§ **Stated goal a**
Return, word for word, the part of the festival announcement below that runs from "The nominees were" up to and including "Gdańsk Shakespeare Theatre.".

§ **Passage to read**
####################

Eight poets and their translators have been nominated for this year’s European Poet of Freedom Award. Apart from meet the author events, the festival’s programme is packed with debates and confrontations, 15-minute sets with Polish literary critics, a poetry slam, an evening of poetry readings and the official award ceremony directed by Wiktor Rubin. Celebrate poetry and the beginning of spring in Gdańsk with the City Culture Institute!

The European Poet of Freedom is a unique festival, which introduces the Polish audience to the most important contemporary poets. The nominated volumes of verse have been translated into Polish for the very first time. The authors invited to Gdańsk have caused a sensation on their local literary scenes, and thanks to outstanding literary translators, their works will be available to Polish readers in March.

The nominees of the festival’s 5th edition are: Səlim Babullaoğlu (Azerbaijan) Polkovnike heç kim yazmır [No one writes to the colonel], transl. into Polish by İlahə Kərimova and Grażyna Zając, Tatev Chakhian (Armenia) ԱնանձնաԳՐԱյին [(Non-)Identity card], transl. by Haik Howannisjan and Paweł Sakowski, Dumitru Crudu (Moldova) Falsul Dimitrie [The false Dimitri], transl. into Polish by Jakub Kornhauser and Joanna Kornaś-Warwas, Plamen Doynov (Bulgaria) София Берлин [Sofia Berlin], transl. into Polish by Dymitr and Dorota Dobrew, Hanna Karpińska, Wojciech Gałązka, Erkka Filander (Finland) Heräämisen valkea myrsky [The white storm of awakening], transl. into Polish by Katarzyna Szal, Alice Oswald (UK) Falling Awake, transl. into Polish by Magda Heydel, Linda Vilhjálmsdóttir (Iceland) Frelsi [Freedom], transl. into Polish by Jacek Godek, Menno Wigman (The Netherlands) Mijn naam is Legioen [My name is Legion], transl. into Polish by Barbara Kalla and Adam Wiedemann.

The nominees were selected by a jury composed of Krzysztof Czyżewski – Chair, Paweł Huelle, Zbigniew Mikołejko, Stanisław Rosiek, Anda Rottenberg, Beata Stasińska and Olga Tokarczuk. Andrzej Jagodziński, the jury’s secretary, did not participate in the vote. The winner of the European Poet of Freedom award will receive PLN 100,000, and their translator(s) -– PLN 10,000. The official award ceremony, directed by Wiktor Rubin, will take place on 25 March in the Gdańsk Shakespeare Theatre.

####################

§ **Extracted data**
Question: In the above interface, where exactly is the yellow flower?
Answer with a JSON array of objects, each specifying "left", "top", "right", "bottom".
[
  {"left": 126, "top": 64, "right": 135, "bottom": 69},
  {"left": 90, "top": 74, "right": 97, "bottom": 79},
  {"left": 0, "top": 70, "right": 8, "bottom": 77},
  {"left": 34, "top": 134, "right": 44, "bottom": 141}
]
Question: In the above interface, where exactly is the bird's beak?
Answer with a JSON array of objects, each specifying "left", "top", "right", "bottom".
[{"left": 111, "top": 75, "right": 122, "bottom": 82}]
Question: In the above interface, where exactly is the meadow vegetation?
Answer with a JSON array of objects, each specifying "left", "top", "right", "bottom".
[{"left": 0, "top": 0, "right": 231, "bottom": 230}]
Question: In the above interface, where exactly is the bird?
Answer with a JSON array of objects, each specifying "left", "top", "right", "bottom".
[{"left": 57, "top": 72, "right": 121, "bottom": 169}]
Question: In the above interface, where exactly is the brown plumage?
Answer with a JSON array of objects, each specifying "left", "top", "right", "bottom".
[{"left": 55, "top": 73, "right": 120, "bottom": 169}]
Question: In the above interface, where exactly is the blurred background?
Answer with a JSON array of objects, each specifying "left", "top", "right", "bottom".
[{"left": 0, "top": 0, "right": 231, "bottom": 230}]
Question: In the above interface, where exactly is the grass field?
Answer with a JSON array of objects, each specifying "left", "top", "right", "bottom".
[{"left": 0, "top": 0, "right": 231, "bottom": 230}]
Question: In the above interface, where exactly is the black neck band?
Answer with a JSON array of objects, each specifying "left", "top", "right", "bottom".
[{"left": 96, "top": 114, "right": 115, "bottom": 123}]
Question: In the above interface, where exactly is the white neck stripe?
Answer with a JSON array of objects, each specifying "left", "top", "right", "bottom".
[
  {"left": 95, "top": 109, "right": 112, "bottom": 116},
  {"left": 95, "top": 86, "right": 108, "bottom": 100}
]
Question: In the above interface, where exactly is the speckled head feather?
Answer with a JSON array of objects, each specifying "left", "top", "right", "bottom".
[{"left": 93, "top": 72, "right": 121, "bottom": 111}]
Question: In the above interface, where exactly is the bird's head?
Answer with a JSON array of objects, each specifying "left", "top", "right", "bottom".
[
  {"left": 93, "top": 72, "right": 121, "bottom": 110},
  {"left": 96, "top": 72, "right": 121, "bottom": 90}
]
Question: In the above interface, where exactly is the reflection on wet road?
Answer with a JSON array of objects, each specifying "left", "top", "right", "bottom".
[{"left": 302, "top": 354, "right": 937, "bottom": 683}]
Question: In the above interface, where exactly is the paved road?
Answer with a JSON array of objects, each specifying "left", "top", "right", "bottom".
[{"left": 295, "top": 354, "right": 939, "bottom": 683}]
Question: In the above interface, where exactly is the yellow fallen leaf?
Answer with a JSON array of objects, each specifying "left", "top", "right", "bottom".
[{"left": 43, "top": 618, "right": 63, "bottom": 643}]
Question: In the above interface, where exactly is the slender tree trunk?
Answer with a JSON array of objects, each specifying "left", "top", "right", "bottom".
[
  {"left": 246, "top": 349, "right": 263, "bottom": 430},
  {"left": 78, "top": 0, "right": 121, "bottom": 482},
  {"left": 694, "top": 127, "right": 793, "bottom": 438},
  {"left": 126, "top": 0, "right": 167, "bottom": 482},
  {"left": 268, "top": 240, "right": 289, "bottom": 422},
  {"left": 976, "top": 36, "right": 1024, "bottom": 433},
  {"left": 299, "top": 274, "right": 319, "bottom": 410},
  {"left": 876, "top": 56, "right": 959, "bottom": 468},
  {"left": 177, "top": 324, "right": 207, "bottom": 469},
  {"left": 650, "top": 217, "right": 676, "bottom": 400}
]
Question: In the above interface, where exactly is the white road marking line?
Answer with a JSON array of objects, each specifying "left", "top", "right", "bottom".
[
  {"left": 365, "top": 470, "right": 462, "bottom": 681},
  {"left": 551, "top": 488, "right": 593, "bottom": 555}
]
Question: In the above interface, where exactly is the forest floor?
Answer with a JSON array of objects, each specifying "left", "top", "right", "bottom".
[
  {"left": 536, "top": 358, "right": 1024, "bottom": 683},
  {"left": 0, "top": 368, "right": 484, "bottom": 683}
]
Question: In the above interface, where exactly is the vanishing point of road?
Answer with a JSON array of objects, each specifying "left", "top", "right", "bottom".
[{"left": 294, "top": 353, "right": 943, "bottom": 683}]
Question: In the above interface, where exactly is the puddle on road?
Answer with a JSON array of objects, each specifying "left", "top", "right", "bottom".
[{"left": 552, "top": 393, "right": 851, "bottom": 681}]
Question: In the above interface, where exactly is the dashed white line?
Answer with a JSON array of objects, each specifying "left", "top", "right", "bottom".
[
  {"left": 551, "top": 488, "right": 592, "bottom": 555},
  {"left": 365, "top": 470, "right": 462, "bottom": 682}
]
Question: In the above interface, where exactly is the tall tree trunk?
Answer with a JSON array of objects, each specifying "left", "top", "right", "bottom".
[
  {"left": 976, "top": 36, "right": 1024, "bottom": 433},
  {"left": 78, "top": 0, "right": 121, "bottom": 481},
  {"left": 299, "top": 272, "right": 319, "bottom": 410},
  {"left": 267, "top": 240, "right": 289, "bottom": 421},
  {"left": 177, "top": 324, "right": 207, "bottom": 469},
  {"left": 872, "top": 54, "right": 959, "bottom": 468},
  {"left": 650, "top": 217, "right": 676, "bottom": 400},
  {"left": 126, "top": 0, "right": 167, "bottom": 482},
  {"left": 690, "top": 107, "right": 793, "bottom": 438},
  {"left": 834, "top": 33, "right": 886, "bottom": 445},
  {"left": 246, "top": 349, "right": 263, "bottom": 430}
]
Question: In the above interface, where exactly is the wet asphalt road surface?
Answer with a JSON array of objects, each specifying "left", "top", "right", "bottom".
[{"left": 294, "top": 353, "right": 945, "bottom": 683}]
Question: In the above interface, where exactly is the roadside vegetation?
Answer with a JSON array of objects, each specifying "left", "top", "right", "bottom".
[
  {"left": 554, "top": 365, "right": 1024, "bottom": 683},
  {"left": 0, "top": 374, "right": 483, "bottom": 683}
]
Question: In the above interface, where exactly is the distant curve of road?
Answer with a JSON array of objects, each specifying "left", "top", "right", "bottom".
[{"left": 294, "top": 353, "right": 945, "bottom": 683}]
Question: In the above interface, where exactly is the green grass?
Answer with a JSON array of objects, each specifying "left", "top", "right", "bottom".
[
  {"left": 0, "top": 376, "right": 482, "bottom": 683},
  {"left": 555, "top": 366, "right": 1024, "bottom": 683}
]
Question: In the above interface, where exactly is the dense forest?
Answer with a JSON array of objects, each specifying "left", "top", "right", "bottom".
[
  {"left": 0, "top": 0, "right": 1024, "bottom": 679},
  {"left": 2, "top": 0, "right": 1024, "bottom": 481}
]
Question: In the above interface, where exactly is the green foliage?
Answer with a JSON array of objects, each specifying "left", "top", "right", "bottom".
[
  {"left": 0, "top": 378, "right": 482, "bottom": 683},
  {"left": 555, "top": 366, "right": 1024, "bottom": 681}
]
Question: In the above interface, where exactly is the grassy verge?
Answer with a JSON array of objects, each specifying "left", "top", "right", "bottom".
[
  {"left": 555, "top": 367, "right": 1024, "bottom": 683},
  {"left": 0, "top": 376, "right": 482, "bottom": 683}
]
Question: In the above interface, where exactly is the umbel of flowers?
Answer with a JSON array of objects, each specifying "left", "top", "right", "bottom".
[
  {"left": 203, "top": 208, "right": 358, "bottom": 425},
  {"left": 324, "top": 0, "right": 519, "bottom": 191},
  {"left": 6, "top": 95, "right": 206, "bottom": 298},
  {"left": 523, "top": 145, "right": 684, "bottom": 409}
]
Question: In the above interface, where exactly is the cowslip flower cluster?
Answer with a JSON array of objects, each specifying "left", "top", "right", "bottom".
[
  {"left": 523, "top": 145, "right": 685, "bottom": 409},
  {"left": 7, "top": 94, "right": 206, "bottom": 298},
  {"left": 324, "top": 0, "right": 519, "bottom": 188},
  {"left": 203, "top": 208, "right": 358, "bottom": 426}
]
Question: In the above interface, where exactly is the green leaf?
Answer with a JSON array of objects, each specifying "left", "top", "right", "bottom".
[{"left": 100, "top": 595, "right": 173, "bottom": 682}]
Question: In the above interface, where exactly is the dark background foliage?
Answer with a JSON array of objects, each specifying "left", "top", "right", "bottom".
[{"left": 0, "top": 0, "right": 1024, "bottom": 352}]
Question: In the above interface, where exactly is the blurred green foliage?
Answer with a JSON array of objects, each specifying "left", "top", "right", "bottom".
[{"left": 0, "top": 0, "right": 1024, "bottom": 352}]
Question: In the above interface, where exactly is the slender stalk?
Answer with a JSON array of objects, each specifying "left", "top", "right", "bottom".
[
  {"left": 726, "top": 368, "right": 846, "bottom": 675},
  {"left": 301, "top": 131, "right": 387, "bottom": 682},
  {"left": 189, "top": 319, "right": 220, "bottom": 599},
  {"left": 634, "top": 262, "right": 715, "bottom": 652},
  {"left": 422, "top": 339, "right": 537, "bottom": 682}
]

####################

§ **Stated goal b**
Select each line in the listing above that contains the string "foliage".

§ **Written response a**
The nominees were selected by a jury composed of Krzysztof Czyżewski – Chair, Paweł Huelle, Zbigniew Mikołejko, Stanisław Rosiek, Anda Rottenberg, Beata Stasińska and Olga Tokarczuk. Andrzej Jagodziński, the jury’s secretary, did not participate in the vote. The winner of the European Poet of Freedom award will receive PLN 100,000, and their translator(s) -– PLN 10,000. The official award ceremony, directed by Wiktor Rubin, will take place on 25 March in the Gdańsk Shakespeare Theatre.

§ **Written response b**
Question: In the above interface, where exactly is the green foliage?
Question: In the above interface, where exactly is the dark background foliage?
Question: In the above interface, where exactly is the blurred green foliage?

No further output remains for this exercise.